Фрагмент текста -
========================================================================
Их политические аппетиты растут день ото дня. Не успела российская власть отрапортовать об успешном завершении в Чечне выборов в парламент, как в то время еще и.о. председателя правительства республики Рамзан Кадыров выступил с новой политической инициативой. Ее практическая реализация способна в очередной раз взорвать весь Северный Кавказ — 5 декабря 2005 года Р. Кадыров заявил о необходимости скорейшего определения границ Чеченской республики, мотивируя свои доводы тем, что решение этой задачи откладывается уже около 15 лет. За это время кто как хотел двигал межу, и территория Чечни значительно сократилась. В своем выступлении он обозначил еще одну задачу новоизбранного парламента, подчеркнув, «что, как и положено по Конституции Чеченской Республики и действующим законам России, чеченский парламент определит границы Чечни». Таким образом, нынешний де-факто руководитель этой северокавказской республики в очередной раз подтвердил реальное предназначение ее высшего представительного органа власти, то есть законодательное оформление процесса приватизации республиканской власти региональной политической элитой, якобы «пророс-сийской». Но чтобы проводить приватизацию, необходимо определить границы того имущества, которое предполагается передать в частные руки, к тому же сделать это необходимо не «по понятиям», а на основе легитимных процедур. «Вопрос наших исконных территорий волнует весь народ. Однако мы успокаивали людей, отмечая, что решить его нужно исключительно на основании закона. Теперь это время пришло, и парламент должен его рассмотреть», — заявил Рамзан Кадыров.

Это заявление не было требованием оппозиционеров или национал-радикалов. Весной 2005 года политические силы, оппозиционные президенту Ингушетии Мураду Зязикову, выдвинули требования вернуть в состав республики Пригородный район, что ее руководители и федеральные власти оценили как инициативу националистическую и экстремистскую. Сегодня же требование изменить карту Кавказа выдвигает политик, ассоциирующийся с Кремлем и позиционирующий себя как последовательный проводник курса президента РФ Владимира Путина. Инициатива прозвучала, однако ни один представитель федеральной власти на нее не отреагировал. Российская вертикаль власти хранит молчание, как и в случае с Бороздиновской зачисткой, хасавюртовской эпопеей Р. Кадырова (столкновения его спецназовцев с дагестанскими милиционерами)...
========================================================================
Исходные данные -

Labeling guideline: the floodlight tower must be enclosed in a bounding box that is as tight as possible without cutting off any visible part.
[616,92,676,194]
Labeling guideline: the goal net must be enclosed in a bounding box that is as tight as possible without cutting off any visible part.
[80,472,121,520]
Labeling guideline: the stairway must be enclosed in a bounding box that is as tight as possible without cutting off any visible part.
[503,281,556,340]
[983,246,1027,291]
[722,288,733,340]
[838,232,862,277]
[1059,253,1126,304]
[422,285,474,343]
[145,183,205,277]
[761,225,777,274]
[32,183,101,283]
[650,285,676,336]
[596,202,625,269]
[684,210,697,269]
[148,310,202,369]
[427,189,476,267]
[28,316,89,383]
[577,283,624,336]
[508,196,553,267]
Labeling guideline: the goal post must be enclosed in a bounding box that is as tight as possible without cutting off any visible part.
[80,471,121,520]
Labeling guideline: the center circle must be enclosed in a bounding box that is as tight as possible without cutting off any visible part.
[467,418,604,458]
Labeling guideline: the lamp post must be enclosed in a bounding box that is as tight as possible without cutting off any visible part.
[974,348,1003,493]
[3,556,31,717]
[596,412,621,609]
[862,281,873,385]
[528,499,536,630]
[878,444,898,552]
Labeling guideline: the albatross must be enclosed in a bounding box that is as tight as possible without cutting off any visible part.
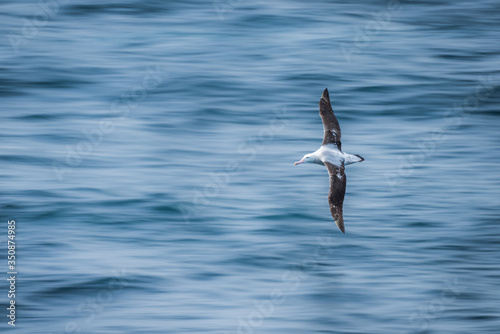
[295,89,365,233]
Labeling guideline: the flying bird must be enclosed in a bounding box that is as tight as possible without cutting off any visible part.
[295,89,365,233]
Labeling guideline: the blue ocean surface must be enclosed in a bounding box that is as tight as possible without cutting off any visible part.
[0,0,500,334]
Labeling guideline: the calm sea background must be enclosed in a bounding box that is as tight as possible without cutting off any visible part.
[0,0,500,334]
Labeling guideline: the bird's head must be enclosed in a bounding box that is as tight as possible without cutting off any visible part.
[294,154,315,166]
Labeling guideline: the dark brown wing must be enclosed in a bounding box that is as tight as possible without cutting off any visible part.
[319,89,342,151]
[325,162,347,233]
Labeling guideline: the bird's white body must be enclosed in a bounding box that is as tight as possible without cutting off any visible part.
[296,144,363,166]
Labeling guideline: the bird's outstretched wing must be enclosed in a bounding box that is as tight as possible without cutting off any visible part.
[319,89,342,151]
[325,162,347,233]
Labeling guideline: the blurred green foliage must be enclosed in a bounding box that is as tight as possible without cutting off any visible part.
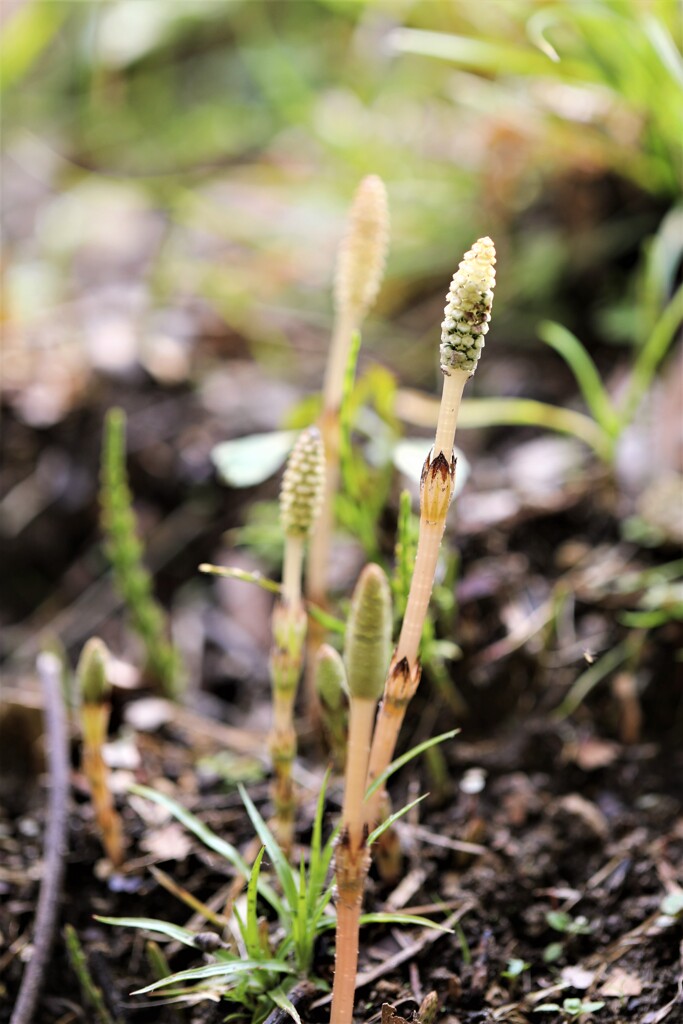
[2,0,683,382]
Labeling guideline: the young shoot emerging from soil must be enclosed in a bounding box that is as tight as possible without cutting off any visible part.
[368,238,496,828]
[331,238,496,1024]
[270,427,325,855]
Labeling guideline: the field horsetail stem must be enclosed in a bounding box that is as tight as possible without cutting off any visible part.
[306,174,389,702]
[270,427,325,854]
[368,238,496,828]
[330,565,391,1024]
[76,637,125,867]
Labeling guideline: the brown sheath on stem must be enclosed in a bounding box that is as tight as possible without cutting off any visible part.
[81,703,126,867]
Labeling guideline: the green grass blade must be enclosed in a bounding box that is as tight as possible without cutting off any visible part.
[366,729,460,800]
[389,29,593,79]
[130,784,284,915]
[306,768,331,915]
[368,793,429,846]
[245,846,265,958]
[270,988,301,1024]
[539,321,620,437]
[458,398,612,462]
[132,959,295,995]
[95,914,205,949]
[620,285,683,426]
[555,631,644,719]
[238,785,298,925]
[360,911,453,935]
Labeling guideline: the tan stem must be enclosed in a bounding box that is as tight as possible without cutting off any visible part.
[330,890,362,1024]
[396,519,445,668]
[82,703,126,867]
[434,370,470,462]
[282,534,304,607]
[323,310,359,414]
[330,697,377,1024]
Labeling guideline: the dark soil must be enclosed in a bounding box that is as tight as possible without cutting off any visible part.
[0,376,683,1024]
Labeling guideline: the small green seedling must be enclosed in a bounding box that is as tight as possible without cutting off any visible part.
[535,996,604,1021]
[99,409,183,697]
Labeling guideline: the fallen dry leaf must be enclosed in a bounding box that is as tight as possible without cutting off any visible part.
[599,967,643,998]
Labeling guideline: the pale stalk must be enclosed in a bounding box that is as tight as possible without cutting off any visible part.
[282,534,304,608]
[330,697,377,1024]
[368,370,470,827]
[81,703,125,867]
[270,534,304,852]
[305,333,356,719]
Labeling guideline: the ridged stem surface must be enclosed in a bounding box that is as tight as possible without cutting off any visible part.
[330,697,377,1024]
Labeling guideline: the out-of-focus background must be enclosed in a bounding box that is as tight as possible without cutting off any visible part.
[0,8,683,1024]
[0,0,683,652]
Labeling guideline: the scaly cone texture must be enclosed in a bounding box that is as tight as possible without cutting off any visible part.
[344,565,391,700]
[330,565,391,1024]
[76,637,112,705]
[315,643,348,771]
[440,238,496,377]
[368,238,496,828]
[270,427,325,853]
[280,427,325,538]
[335,174,389,328]
[76,637,125,867]
[306,174,389,717]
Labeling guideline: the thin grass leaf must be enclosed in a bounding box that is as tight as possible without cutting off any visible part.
[366,729,460,800]
[305,601,346,636]
[211,430,297,487]
[270,988,301,1024]
[129,784,285,916]
[458,398,612,462]
[310,884,336,933]
[368,793,429,846]
[306,768,331,915]
[620,285,683,425]
[244,846,265,958]
[539,321,621,437]
[198,562,283,594]
[292,856,313,972]
[238,784,298,924]
[94,914,205,949]
[360,912,454,935]
[389,29,594,80]
[339,331,360,497]
[132,959,296,995]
========================================================================
Задания -
1. Какого числа, согласно фрагменту, Рамзан Кадыров заявил о необходимости скорейшего определения границ Чеченской республики?
2. Перечислите все строки записей, в которых встречается слово «soil».
Фрагмент и записи взяты из разных, не связанных между собой источников.

Ответы по заданиям -
1. 5 декабря 2005 года.

2.
Labeling guideline: the young shoot emerging from soil must be enclosed in a bounding box that is as tight as possible without cutting off any visible part.
Labeling guideline: the dark soil must be enclosed in a bounding box that is as tight as possible without cutting off any visible part.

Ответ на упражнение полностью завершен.